→ **Excerpted records**
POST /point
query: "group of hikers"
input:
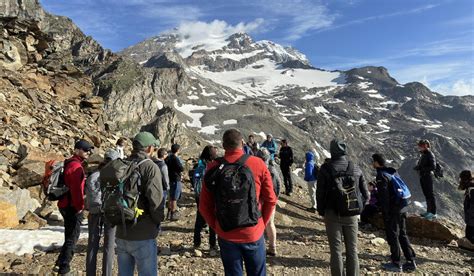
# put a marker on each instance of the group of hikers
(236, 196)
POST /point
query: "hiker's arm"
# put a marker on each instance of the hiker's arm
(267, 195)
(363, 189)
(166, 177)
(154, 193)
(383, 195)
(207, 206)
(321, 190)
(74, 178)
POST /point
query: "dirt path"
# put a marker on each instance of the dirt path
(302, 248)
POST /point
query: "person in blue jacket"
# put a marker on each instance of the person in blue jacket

* * *

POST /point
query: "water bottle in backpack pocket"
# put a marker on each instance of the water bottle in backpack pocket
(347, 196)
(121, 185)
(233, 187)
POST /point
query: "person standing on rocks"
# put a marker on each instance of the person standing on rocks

* * *

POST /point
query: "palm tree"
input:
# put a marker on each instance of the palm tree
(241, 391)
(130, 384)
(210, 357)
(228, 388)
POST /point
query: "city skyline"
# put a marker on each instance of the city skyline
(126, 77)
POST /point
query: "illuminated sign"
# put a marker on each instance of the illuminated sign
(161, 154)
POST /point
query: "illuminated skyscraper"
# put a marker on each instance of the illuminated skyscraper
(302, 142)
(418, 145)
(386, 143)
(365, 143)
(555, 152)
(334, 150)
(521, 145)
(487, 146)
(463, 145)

→ **Task prompt**
List, in full, every line above that contains the string "palm", treating uppercase and lowercase letters as distinct.

→ **The reply**
query: "palm tree"
# put a marker on each instance of the palm tree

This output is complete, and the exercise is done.